What you will do: Reproduce every line of the entries below verbatim, leaving out the pictures.
--
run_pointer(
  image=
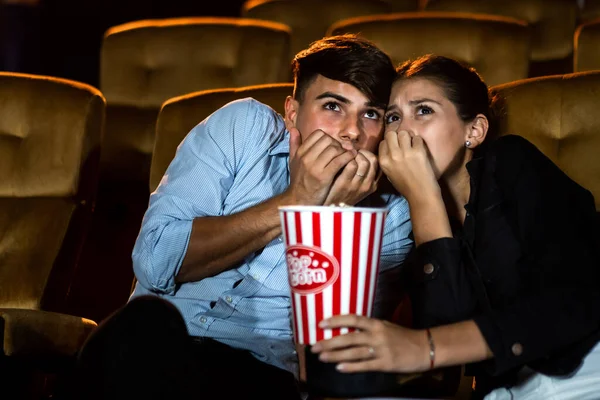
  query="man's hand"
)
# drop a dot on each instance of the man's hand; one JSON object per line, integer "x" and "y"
--
Exercise result:
run_pointer(
  image=
  query="man's hand"
)
# drop a dot on each instance of the man's hand; one JSON object per line, integer "x" and "y"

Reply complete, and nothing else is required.